§ **PAGE**:

+-------+

The aim of the RHI is to provide an incentive to people to generate usuable heat without consuming carbon.

This incentive is planned to be paid where a unit of heat is created that avoids the burning of carbon (oil/coal/gas) or multiplies the amount of heat rather than having a direct generation of heat. An example of this being the use of a heat pump.

The ideal technology for RHI is Solar Water Heating, once installed (apart from the pump) a totally carbon free means of heating water. With a heat pump, the heat that is accounted for on the RHI is the difference between that which would be generated by heating air or water directly using electricity and the actuall heat given out. So a heat pump that has a conversion ratio of 3 to 1 could be said to provide 2 units of carbon free heat for every 1 that uses carbon.

The unit of heat is nominally going to be measured in MWhr under the RHI.

The RHI committee are looking at the ROI (Return on Investment) and how to measure.  One of the ways of measurement will be to set a nominal effectveness for a technology and work out an annual incentive payable on an installation.

Potential for Fraud within the RHI

I can see this being wide open to abuse. Lets say I have a Heat Pump that runs for the 1st two or three years, it means I don’t have to use my boiler and I get an annual incentive for using what is a marginally cheaper system.

+-------+

§ **EXERCISE REQUIREMENTS**:
a) List every fuel that the RHI passage names in parentheses as a carbon source whose burning the incentive aims to avoid.
b) Carry on the RHI passage from its last sentence, picking up the point about potential fraud.

§ **ENTRIES SUPPLIED**:
+-------+

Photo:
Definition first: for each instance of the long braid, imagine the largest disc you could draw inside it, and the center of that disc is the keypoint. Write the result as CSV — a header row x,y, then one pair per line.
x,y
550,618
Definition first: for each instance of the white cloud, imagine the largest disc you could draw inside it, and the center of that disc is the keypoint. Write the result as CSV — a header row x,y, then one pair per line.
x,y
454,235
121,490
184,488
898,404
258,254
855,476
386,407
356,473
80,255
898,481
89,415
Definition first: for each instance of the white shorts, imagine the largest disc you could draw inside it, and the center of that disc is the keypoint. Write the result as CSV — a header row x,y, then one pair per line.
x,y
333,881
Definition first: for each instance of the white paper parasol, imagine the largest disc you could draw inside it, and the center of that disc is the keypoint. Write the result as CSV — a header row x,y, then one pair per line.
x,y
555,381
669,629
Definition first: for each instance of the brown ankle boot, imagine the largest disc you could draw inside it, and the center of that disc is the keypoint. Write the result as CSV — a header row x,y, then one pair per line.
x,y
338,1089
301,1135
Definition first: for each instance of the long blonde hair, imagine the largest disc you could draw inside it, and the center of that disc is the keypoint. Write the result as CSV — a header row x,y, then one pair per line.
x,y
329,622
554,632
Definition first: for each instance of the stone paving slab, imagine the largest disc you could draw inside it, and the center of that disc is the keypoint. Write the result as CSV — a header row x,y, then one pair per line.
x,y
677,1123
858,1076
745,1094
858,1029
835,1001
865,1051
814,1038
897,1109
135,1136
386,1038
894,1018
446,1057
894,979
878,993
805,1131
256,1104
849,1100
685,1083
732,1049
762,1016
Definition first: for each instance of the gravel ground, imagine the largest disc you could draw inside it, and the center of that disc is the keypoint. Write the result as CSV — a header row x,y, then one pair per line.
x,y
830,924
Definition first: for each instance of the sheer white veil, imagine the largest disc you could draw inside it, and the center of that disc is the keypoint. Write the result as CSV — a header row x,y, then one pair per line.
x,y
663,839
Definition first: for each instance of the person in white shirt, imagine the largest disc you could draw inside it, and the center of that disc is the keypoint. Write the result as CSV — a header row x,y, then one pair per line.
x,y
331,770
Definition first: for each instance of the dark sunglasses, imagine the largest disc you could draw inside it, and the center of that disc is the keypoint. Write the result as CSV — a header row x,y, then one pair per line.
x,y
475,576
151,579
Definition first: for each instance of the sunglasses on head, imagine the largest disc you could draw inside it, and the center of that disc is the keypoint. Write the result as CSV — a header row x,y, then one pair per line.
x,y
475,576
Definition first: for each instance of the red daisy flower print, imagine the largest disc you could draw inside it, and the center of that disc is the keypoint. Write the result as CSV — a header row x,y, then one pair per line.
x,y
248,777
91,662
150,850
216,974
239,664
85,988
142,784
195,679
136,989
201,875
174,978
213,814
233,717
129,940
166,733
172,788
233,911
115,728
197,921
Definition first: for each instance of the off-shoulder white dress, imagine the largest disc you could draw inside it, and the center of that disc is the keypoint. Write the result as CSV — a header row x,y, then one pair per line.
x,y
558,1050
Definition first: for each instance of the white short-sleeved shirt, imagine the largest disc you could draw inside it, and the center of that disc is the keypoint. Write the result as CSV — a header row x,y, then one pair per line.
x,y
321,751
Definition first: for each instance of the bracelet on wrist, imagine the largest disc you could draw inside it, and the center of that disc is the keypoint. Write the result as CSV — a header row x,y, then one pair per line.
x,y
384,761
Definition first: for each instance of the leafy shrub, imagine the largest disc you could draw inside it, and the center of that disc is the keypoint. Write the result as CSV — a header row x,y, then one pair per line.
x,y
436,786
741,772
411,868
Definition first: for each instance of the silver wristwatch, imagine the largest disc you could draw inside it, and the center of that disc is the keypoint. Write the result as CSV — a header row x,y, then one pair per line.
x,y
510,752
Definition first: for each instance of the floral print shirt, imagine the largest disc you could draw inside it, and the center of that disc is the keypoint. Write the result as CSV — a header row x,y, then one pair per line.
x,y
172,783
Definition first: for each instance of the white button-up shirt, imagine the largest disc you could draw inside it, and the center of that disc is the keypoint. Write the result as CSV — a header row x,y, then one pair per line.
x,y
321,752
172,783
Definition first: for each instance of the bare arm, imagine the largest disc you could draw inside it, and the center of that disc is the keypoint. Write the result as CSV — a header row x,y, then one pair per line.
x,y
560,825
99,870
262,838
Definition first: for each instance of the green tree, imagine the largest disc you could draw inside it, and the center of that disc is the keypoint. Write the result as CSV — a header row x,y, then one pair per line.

+-------+

§ **SOLVED PROBLEMS**:
a) oil, coal, gas

b)
Once the system is beyond the warranty period, lets say it fails and repairs will cost the equivalent of 2 years worth of incentive. With a failure I will anyway switch on my boiler, I need heating, then I must arrange a repair. But the RHI continues to be paid as it is not based on a meter. Even if there is some facility for inspection, all I have to do is say it failed last week and I am arranging a repair.

The same will apply to any system that is not metered in a verifiable way.

Insurance

As a solution, perhaps include a mandatory insurance policy that is paid out of the RHI. This can be open to competition as with car insurance, but the payment of RHI is dependent on the equipment being insured. This will have an additional bonus in that reliable systems will cost less to insure and therefore challenge the market to improve quality. To an extent, as with the motor insurance trade, this will represent an unofficial but effective additional  regulation of the RHI.

Insulation

Now, the RHI is there to pay an incentive to reduce the use of carbon in heating. But lets say I have a house with an energy bill of £1,000 to heat it. I switch to a Heat Pump and with incentives covering my 2/3rds heating that is carbon free my heating bill comes down to about £300.

But what if I super insulate my house such that I match that reduction in energy use. Or turn my thermostat down by a notch and put on a jumper and save £500? It seems the RHI is focused on making money for people who both have money and choose a technical solution.

cavity wall with additional 2 inches of insulation and weatherboarding.

cavity wall with additional 2 inches of insulation and weatherboarding

Perhaps the granting of RHI for space heating should also be dependent upon the house being as efficiently insulated as possible. Not just the minimum loft insulation and cavity wall, but really well insulated, triple galzing, additional insulation over and above cavity wall, even more loft insulation than minimal!

I would exclude water heating from this as this kind of heating requires a proactive response rather than preservation of existing heat.

Joined up Government? NOT!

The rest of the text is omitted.